▸ AIM:
Lay out everything from the start of the records down to the line containing "x=596 y=116" as a JSON list of strings, one string per line, with blank lines left out.

▸ RECORDS FOR THIS TASK:
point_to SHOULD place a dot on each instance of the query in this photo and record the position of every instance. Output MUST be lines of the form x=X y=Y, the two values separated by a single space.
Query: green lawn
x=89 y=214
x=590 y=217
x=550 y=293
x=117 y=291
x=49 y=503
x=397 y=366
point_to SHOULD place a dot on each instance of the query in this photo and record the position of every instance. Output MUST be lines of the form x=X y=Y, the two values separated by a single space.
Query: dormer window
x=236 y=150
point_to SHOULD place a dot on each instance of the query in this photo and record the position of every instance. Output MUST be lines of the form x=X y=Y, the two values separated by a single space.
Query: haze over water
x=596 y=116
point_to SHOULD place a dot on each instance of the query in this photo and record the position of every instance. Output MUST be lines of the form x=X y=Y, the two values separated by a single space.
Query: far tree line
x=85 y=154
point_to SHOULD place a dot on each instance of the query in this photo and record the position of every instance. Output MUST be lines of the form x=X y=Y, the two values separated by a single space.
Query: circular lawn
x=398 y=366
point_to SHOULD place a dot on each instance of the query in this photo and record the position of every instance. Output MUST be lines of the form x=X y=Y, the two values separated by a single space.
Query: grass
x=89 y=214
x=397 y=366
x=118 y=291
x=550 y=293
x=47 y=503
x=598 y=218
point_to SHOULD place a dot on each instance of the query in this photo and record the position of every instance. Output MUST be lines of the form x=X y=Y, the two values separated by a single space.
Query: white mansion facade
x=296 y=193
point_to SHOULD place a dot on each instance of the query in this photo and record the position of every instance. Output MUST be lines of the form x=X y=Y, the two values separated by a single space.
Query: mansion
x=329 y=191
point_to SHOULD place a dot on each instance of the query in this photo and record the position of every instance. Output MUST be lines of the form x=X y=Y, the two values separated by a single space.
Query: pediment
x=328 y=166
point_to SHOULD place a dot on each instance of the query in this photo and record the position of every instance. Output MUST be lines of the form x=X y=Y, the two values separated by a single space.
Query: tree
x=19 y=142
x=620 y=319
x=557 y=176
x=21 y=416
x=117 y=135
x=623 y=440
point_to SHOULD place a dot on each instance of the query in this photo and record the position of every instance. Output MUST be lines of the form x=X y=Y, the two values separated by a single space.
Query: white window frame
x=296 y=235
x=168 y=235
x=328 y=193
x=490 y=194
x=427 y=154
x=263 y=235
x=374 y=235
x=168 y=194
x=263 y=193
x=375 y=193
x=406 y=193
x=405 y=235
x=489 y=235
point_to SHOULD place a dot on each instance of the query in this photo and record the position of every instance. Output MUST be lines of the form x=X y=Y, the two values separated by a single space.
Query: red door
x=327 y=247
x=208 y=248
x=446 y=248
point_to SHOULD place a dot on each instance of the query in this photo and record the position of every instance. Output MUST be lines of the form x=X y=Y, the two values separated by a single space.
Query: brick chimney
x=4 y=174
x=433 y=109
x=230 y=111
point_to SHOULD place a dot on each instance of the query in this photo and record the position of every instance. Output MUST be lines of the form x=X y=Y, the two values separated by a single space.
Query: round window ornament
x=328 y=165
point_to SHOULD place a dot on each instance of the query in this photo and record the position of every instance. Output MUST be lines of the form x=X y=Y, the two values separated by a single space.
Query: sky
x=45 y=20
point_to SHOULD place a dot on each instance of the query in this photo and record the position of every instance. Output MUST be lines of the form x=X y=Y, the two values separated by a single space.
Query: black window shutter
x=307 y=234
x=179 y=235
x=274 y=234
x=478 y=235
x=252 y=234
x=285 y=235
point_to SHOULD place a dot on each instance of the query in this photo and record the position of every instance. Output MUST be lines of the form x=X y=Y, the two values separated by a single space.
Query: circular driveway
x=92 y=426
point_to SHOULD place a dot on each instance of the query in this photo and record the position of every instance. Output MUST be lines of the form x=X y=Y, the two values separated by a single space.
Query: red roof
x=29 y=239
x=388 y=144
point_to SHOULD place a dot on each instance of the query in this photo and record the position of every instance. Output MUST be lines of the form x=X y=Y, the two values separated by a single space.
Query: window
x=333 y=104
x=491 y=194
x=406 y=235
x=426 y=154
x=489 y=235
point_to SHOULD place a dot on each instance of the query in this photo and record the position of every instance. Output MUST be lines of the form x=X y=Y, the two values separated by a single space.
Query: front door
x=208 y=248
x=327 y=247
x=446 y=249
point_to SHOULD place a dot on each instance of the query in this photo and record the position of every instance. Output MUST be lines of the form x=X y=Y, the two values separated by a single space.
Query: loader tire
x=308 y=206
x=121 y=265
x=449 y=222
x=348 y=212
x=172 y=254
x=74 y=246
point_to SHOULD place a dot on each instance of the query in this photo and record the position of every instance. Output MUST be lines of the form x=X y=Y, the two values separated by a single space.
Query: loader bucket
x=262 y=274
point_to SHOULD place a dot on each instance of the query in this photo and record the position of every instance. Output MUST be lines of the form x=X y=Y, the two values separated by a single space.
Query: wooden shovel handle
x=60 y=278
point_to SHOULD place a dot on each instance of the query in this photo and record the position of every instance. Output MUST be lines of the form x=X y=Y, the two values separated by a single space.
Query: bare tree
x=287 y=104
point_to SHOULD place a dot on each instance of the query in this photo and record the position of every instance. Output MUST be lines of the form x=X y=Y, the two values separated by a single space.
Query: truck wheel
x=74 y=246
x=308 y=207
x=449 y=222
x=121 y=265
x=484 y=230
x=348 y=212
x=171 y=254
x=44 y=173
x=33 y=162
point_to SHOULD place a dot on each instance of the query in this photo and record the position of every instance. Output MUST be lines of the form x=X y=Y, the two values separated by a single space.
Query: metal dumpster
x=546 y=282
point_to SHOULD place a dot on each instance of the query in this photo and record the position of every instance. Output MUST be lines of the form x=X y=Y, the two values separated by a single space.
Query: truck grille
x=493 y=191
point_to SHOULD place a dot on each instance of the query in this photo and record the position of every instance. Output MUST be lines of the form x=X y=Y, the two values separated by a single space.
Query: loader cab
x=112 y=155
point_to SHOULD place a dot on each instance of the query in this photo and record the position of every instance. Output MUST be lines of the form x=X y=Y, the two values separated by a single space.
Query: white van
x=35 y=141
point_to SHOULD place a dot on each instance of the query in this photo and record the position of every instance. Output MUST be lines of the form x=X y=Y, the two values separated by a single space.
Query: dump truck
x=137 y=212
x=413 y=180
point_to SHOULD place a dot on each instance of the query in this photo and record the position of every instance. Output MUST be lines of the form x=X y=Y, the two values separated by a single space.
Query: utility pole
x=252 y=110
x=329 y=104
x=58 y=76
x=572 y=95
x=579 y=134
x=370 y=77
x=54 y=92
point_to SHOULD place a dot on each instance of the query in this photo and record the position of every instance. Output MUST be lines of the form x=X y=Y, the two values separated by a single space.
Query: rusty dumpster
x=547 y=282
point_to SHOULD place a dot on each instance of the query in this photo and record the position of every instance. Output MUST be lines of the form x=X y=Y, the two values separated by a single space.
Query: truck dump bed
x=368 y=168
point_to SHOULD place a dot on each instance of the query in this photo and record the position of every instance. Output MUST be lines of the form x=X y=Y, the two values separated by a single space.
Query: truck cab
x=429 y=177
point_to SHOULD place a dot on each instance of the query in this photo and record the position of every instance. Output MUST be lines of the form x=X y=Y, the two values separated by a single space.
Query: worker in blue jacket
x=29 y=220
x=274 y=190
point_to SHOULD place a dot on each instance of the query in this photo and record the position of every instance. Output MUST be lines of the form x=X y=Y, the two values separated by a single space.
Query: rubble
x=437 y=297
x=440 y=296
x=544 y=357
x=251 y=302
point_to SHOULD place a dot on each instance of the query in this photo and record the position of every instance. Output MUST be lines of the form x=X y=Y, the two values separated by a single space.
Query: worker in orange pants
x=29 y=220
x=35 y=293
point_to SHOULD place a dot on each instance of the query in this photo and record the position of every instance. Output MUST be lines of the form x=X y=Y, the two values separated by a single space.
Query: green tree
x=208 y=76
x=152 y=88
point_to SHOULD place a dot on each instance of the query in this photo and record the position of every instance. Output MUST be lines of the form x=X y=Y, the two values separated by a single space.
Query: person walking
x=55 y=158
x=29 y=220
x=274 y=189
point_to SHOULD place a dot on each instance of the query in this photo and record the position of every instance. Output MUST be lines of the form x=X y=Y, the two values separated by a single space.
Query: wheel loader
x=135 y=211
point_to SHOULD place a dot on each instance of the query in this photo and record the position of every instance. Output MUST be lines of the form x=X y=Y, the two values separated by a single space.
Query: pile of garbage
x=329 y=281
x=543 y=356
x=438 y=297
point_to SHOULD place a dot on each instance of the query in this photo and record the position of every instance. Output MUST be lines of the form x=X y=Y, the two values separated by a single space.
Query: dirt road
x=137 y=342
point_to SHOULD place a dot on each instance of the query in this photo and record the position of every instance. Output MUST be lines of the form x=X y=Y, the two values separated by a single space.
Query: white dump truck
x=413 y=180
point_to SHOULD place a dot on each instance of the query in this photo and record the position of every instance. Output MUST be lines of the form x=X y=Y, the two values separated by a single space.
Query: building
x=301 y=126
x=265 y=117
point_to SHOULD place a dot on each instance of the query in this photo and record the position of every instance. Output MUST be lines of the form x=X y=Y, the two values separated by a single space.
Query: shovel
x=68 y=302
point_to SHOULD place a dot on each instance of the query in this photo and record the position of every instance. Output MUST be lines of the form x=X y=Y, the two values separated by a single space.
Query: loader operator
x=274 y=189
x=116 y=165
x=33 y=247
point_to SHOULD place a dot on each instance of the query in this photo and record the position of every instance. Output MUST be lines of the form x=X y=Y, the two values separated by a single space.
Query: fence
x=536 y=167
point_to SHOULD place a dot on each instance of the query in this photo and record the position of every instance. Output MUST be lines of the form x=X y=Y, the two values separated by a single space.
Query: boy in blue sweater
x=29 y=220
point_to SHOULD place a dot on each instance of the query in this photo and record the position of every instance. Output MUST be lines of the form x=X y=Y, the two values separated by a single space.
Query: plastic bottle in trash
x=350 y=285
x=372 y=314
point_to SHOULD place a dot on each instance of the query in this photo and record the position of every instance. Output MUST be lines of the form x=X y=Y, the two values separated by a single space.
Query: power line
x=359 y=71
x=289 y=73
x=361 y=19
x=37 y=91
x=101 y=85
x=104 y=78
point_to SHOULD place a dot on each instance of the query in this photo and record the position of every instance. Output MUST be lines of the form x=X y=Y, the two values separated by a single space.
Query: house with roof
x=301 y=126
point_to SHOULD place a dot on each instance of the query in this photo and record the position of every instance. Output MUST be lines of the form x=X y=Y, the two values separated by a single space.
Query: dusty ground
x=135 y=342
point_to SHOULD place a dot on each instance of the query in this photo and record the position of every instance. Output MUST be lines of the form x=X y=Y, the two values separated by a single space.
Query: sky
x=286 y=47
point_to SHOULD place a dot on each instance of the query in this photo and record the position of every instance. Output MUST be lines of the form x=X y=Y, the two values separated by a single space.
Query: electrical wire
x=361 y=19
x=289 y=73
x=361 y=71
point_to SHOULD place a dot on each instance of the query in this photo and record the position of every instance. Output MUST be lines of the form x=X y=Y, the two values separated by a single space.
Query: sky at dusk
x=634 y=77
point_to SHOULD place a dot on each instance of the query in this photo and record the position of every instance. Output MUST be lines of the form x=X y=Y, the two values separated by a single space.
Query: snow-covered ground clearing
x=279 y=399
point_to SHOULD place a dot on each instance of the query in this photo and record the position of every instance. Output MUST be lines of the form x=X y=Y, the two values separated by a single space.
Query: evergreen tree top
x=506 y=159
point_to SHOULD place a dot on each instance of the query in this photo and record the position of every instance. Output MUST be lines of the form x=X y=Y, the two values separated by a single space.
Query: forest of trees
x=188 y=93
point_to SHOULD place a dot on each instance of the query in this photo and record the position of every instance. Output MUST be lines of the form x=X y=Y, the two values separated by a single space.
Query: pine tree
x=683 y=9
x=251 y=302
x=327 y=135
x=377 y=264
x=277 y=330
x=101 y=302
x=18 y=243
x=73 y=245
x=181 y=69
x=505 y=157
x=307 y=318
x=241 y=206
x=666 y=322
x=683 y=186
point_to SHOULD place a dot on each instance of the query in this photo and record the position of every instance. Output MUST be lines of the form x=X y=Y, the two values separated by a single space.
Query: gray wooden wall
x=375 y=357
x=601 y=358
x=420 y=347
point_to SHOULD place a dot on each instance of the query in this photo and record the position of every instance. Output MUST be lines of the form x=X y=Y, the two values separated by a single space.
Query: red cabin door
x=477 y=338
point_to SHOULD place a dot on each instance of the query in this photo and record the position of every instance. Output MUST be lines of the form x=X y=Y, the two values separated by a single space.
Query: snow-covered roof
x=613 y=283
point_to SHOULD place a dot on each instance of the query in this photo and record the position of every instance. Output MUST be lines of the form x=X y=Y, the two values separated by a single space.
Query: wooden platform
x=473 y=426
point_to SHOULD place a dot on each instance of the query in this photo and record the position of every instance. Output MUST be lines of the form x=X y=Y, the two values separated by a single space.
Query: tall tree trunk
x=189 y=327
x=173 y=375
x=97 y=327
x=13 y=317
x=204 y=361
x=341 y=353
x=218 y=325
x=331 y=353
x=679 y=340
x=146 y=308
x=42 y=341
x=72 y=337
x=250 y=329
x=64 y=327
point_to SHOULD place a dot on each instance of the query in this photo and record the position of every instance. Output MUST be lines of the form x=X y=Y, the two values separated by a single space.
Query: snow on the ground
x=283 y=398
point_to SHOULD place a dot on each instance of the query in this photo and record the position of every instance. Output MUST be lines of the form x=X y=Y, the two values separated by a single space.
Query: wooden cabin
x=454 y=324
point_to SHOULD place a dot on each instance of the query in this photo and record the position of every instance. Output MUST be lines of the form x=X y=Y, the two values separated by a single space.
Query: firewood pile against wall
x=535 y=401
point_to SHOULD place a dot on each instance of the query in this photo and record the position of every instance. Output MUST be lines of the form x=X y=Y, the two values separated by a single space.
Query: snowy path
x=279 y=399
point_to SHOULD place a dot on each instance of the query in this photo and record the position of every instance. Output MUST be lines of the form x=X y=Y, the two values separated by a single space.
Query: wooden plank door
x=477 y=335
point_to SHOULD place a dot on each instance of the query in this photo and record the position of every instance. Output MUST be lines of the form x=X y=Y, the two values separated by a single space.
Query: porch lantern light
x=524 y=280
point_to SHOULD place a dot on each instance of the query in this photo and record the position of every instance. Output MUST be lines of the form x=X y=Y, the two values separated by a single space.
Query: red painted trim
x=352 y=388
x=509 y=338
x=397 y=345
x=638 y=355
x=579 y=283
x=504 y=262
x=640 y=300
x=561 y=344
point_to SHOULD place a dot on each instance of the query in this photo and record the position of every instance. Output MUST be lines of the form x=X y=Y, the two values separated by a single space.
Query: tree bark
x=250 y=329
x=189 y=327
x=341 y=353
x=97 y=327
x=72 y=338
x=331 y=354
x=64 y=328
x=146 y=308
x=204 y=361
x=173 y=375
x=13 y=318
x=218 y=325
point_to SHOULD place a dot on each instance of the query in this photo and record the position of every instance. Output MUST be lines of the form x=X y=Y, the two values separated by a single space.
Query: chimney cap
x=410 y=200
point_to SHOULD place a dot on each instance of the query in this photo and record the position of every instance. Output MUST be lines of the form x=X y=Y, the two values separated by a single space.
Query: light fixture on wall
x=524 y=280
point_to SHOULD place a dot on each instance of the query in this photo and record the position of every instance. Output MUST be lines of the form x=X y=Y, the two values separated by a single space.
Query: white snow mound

▸ ANSWER:
[
  "point_to SHOULD place a dot on each instance of the query in this photo and record the position of every instance. Output MUST be lines of the form x=X y=Y, the two values separated by a single space.",
  "Query: green lawn",
  "x=89 y=214",
  "x=590 y=217",
  "x=550 y=293",
  "x=117 y=291",
  "x=49 y=503",
  "x=397 y=366",
  "point_to SHOULD place a dot on each instance of the query in this photo and record the position of every instance. Output MUST be lines of the form x=X y=Y, the two values separated by a single space.",
  "Query: dormer window",
  "x=236 y=150",
  "point_to SHOULD place a dot on each instance of the query in this photo and record the position of every instance. Output MUST be lines of the form x=X y=Y, the two values separated by a single space.",
  "Query: haze over water",
  "x=596 y=116"
]